### Task to complete
Could you filter the material and copy every line where the word "rough" occurs?

### Material provided
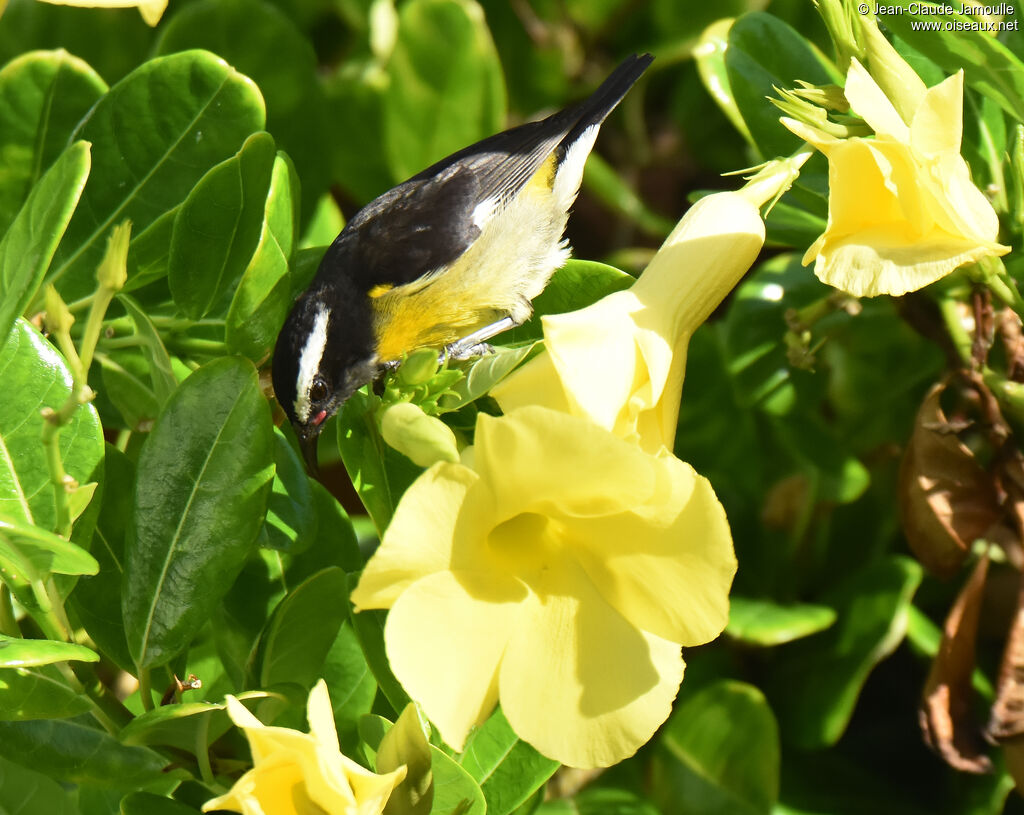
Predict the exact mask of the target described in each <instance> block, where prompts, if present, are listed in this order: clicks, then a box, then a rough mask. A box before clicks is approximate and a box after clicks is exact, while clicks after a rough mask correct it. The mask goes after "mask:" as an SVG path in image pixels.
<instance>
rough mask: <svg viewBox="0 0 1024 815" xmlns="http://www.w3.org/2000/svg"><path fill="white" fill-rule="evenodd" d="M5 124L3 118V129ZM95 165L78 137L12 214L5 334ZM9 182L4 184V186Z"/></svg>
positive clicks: (7, 233) (0, 280) (6, 260)
mask: <svg viewBox="0 0 1024 815" xmlns="http://www.w3.org/2000/svg"><path fill="white" fill-rule="evenodd" d="M0 90H2V89H0ZM0 99H2V97H0ZM0 108H2V102H0ZM2 127H3V124H2V122H0V132H2ZM2 148H3V145H2V144H0V149H2ZM89 167H90V157H89V143H88V142H86V141H76V142H75V143H74V144H72V145H71V146H70V147H69V148H68V151H67V152H66V153H65V154H63V155H62V156H61V157H60V158H59V159H58V160H57V161H56V163H55V164H54V165H53V166H52V167H51V168H49V169H48V170H47V171H46V173H45V174H44V175H43V177H42V178H40V179H39V181H38V183H36V184H35V185H34V186H33V188H32V191H31V192H30V194H29V197H28V200H27V201H26V202H25V206H23V207H22V209H20V210H19V211H18V212H16V213H15V214H14V215H12V216H11V217H12V218H13V223H11V224H10V228H9V229H7V231H6V233H5V234H4V237H3V240H0V338H5V337H7V335H8V333H9V332H10V328H11V326H12V325H13V323H14V320H15V319H16V318H17V316H18V315H19V314H20V313H22V312H23V311H24V310H25V309H26V308H27V307H28V305H29V303H30V302H31V301H32V299H33V298H34V297H35V296H36V292H37V291H38V290H39V286H40V284H41V283H42V281H43V275H44V274H46V269H47V268H49V265H50V261H51V260H52V258H53V253H54V252H55V251H56V249H57V244H59V243H60V238H61V235H63V233H65V229H66V228H67V227H68V223H69V222H70V221H71V218H72V214H73V213H74V212H75V207H76V206H78V201H79V198H80V197H81V195H82V190H83V189H84V188H85V182H86V179H87V178H88V177H89ZM3 186H4V185H3V184H0V189H2V188H3ZM2 342H3V340H2V339H0V344H2Z"/></svg>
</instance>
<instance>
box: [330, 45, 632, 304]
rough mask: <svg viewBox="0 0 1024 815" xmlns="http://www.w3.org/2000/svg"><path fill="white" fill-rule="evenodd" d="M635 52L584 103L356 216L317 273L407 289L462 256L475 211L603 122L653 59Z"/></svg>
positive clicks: (508, 200) (473, 230) (412, 186)
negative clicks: (605, 117)
mask: <svg viewBox="0 0 1024 815" xmlns="http://www.w3.org/2000/svg"><path fill="white" fill-rule="evenodd" d="M650 61H651V57H650V56H649V55H644V56H635V55H634V56H632V57H630V58H628V59H626V60H625V61H624V62H623V63H622V65H620V66H618V68H616V69H615V70H614V71H613V72H612V73H611V75H610V76H609V77H608V78H607V79H606V80H605V81H604V82H603V83H602V84H601V86H600V87H599V88H598V89H597V90H596V91H595V92H594V93H593V94H592V95H591V96H590V97H588V98H587V99H585V100H584V101H583V102H581V103H580V104H577V105H574V106H572V108H568V109H566V110H564V111H560V112H558V113H556V114H554V115H552V116H550V117H548V118H547V119H544V120H542V121H540V122H530V123H528V124H524V125H520V126H519V127H514V128H512V129H511V130H506V131H504V132H502V133H497V134H496V135H494V136H489V137H488V138H485V139H483V140H482V141H478V142H476V143H475V144H471V145H470V146H468V147H465V148H463V149H461V151H459V152H458V153H455V154H453V155H452V156H449V157H447V158H445V159H442V160H441V161H439V162H437V163H436V164H434V165H431V166H430V167H428V168H427V169H426V170H424V171H423V172H421V173H418V174H417V175H415V176H413V177H412V178H410V179H409V180H408V181H406V182H403V183H401V184H399V185H398V186H396V187H394V188H393V189H391V190H389V191H387V192H385V194H384V195H383V196H381V197H380V198H378V199H376V200H374V201H372V202H371V203H370V204H368V205H367V206H366V207H364V208H362V209H361V210H360V211H359V212H357V213H356V214H355V216H354V217H353V218H352V220H351V221H349V223H348V224H347V225H346V227H345V229H344V230H343V231H342V232H341V234H339V235H338V239H337V240H336V241H335V243H334V245H332V247H331V248H330V249H329V250H328V253H327V255H325V258H324V261H323V262H322V265H321V270H319V273H318V275H317V276H319V275H325V276H329V275H332V274H338V273H344V274H348V275H350V276H351V277H352V280H353V283H354V284H355V285H356V287H357V288H359V289H361V290H362V291H370V290H372V289H373V288H374V287H377V286H382V285H390V286H401V285H403V284H408V283H412V282H413V281H416V280H419V278H420V277H422V276H423V275H424V274H428V273H430V272H431V271H434V270H436V269H438V268H441V267H442V266H445V265H447V264H450V263H452V262H453V261H454V260H456V259H457V258H458V257H459V256H460V255H462V254H463V252H465V251H466V250H467V249H468V248H469V247H470V246H471V245H472V244H473V242H474V241H475V240H476V239H477V238H478V237H479V234H480V228H479V226H478V225H477V223H475V222H474V220H473V215H474V210H475V209H476V207H477V206H478V205H480V204H482V203H483V202H486V201H490V202H492V203H493V206H494V208H495V209H501V208H502V207H503V206H504V205H505V204H506V203H508V202H509V201H511V200H513V199H514V198H515V196H516V195H517V194H518V192H519V191H520V190H521V189H522V187H523V185H525V184H526V182H527V181H529V179H530V178H532V176H534V175H535V174H536V173H537V171H538V170H539V169H540V168H541V165H542V164H544V161H545V160H546V159H547V158H548V157H549V156H550V155H551V154H552V152H553V151H556V149H557V151H558V154H557V155H558V159H559V161H560V160H561V158H563V157H564V155H565V153H566V152H567V149H568V147H569V146H571V143H572V142H573V141H575V139H577V138H579V137H580V136H581V135H582V134H583V132H584V130H586V128H587V127H589V126H591V125H594V124H600V123H601V122H602V121H604V119H605V117H606V116H607V115H608V114H609V113H610V112H611V111H612V110H613V109H614V106H615V105H616V104H617V103H618V102H620V100H621V99H622V98H623V96H624V95H626V92H627V91H628V90H629V89H630V87H632V85H633V84H634V83H635V82H636V81H637V79H638V78H639V77H640V75H641V74H642V73H643V72H644V71H645V70H646V68H647V66H648V65H649V63H650Z"/></svg>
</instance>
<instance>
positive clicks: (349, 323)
mask: <svg viewBox="0 0 1024 815" xmlns="http://www.w3.org/2000/svg"><path fill="white" fill-rule="evenodd" d="M339 280H340V278H339V277H338V276H332V277H330V278H329V280H328V281H327V282H326V283H325V284H323V285H317V284H318V283H319V275H317V281H314V283H313V286H312V287H310V289H309V290H307V291H306V292H305V293H304V294H302V295H301V296H300V297H299V299H298V300H296V302H295V305H294V306H293V307H292V312H291V313H290V314H289V315H288V318H287V319H286V320H285V325H284V327H283V328H282V330H281V334H279V335H278V344H276V346H275V347H274V349H273V363H272V376H273V391H274V394H275V395H276V397H278V401H279V402H280V403H281V406H282V408H284V409H285V413H286V414H287V415H288V418H289V420H290V421H291V422H292V426H293V427H294V428H295V432H296V434H297V435H298V437H299V443H300V444H301V446H302V452H303V455H304V456H305V459H306V464H307V465H309V468H310V471H312V472H315V469H316V439H317V437H318V436H319V432H321V430H322V429H323V427H324V423H325V422H326V421H327V420H328V419H329V418H331V417H332V416H333V415H334V414H335V413H337V411H338V409H340V408H341V405H342V404H343V403H344V402H345V399H347V398H348V397H349V396H351V395H352V394H353V393H354V392H355V391H356V390H357V389H358V388H360V387H361V386H362V385H365V384H367V383H368V382H370V381H371V380H372V379H373V378H374V376H375V375H376V374H377V371H378V363H377V354H376V351H375V344H374V339H373V337H374V335H373V326H372V311H371V306H370V302H369V298H368V297H367V295H365V294H362V293H359V292H356V291H352V290H351V288H350V287H347V286H345V285H344V284H343V283H339Z"/></svg>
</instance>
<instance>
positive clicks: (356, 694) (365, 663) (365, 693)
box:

### Expected answer
Predict the exact mask of the target described in each <instance> block, where prompts, if present, are listed in this order: clicks, then a box, then a rough mask. A box before clicks is approximate and a box after clicks is exact, while clicks after a rough mask correct it. The mask goes after "mask:" as an SVG path in image pixels.
rough mask: <svg viewBox="0 0 1024 815" xmlns="http://www.w3.org/2000/svg"><path fill="white" fill-rule="evenodd" d="M5 124L3 118V129ZM95 165L78 137L12 214L5 334ZM9 182L4 184V186Z"/></svg>
rough mask: <svg viewBox="0 0 1024 815" xmlns="http://www.w3.org/2000/svg"><path fill="white" fill-rule="evenodd" d="M635 52L584 103L356 216L317 273L407 289L462 256L475 211L603 122L653 59Z"/></svg>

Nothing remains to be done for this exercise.